▸ **Текст упражнения**
«Меня и смех и злость разбирали, как подплыли к пароходу баркас, украшенный цветами, и лодки с музыкой. Опутали нас гирляндами так, что Олькотт стал похож на карнавального «boeuf gras» [49], а я на шарообразный рассадник лилий и роз, и с музыкой провезли на баркасе к пристани. Там новое удивление! Встретили нас местные танцовщицы, чуть не совсем голые, окружили, все время бомбардируя цветами, и провели… вы думаете к экипажу?.. Как же! — к белому слону!.. Господи! Что только стоило мне влезть по рукам и спинам голых кули [50]на эту громадину. Чуть я не вывалилась из павильона [51]на спине его, когда слон вставал!.. Других счастливцев усадили просто в паланкины, а меня с Олькоттом повезли при бубнах, литаврах и радостных кликах, как обезьян на показ, в помещение «Арья-Самадж».
Закипела неустанная работа. Олькотт все больше разъезжал, а Елена Петровна писала, по одиннадцати часов в сутки, не разгибаясь, работала. Она писала в местные газеты, посылала корреспонденции во все страны света и заготовляла материалы для задуманного журнала «Теософист».
Вначале их заподозрили британские власти в зловредных целях: в шпионстве, в пропаганде русского влияния. Над ними установили полицейский надзор; их письма распечатывали, на них косились… Блаватская выходила из себя! Писала негодующие письма друзьям своим в Лондон. Оттуда многие влиятельные лица разразились статьями в газетах и письмами к властям в Бомбей в защиту их.
Более всего подействовало письмо к лорду Литтону (тогдашнему вице-королю) от лорда Линдсея, члена Королевской Академии Наук, президента Астрономического Лондонского общества.
«Ваша полиция осрамилась! — писал он, — я сам член их общества, так вы, пожалуй, и меня за агитатора сочтете, если я приеду в Бомбей?…».
Заступничество подействовало. Полицейский надзор был снят, но нарекание привилось несмываемое. И поныне враги Теософического Общества и лично Е. П. Блаватской то и дело укоряют ее шпионством.

▸ **Задание**
Напишите продолжение текста о жизни Е. П. Блаватской в Индии, начиная сразу после его последнего предложения.

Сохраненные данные
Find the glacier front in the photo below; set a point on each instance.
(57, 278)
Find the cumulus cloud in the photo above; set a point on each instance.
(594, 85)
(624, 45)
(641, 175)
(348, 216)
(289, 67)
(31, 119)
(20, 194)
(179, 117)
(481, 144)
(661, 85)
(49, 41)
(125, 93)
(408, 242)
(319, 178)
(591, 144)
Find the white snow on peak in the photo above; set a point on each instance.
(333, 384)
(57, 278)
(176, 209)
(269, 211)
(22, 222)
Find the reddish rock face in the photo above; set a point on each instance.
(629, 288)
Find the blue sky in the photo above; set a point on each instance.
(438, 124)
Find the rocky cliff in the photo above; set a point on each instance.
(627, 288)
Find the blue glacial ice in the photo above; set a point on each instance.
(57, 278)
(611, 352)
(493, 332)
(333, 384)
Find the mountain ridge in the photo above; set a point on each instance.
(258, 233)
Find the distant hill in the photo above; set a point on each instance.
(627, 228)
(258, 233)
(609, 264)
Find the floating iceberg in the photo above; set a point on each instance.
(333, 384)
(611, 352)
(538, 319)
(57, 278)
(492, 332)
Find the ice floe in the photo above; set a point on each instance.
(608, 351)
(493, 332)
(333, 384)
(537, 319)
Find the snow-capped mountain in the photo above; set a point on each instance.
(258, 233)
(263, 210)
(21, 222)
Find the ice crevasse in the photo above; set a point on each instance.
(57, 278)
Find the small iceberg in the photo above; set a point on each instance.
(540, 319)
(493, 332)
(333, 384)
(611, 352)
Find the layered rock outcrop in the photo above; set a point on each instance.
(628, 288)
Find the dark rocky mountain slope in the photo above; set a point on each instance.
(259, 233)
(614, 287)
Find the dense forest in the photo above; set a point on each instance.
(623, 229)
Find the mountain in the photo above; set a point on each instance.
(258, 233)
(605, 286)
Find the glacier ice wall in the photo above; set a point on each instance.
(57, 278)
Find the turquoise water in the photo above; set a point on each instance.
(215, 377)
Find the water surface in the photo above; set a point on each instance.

▸ **Ожидаемый ответ**
Несмотря на предубеждение англо-индийского общества против основательницы Теософического Общества, в особенности, как против русской, не стеснявшейся высказывать свой патриотизм, [52]она вскоре сумела занять в нём надлежащее ей место и приобрела многих друзей в среде властей, литераторов и т. н. лидеров общественного мнения.
Ее вскоре стали приглашать на рауты, обеды и на летнее гощение в местных дачных местах, — в Симле, Отакамунде и тому подобных гористых местностях. Она очень тяготилась обязательными выездами, отвыкнув от общества, от туалетов, да еще при условиях такого тропического жара и такой занятой жизни. Ради пользы дела приходилось стесняться; как приходилось, уступая настояниям «друзей», пускать в ход «натуральные феномены» — для привлечения внимания профанов к действительности оккультических сил», — все это ради пропаганды Общества… Местные газеты [53]подхватывали россказни «очевидцев» на лету; прославляли «чудеса проповедницы теософии», составляли ей репутацию колдуньи, которая шла ей в упрек, заставляя обвинять ее в шарлатанстве, в ущерб тех истинных заслуг, которые и без них должны были ей доставить известность.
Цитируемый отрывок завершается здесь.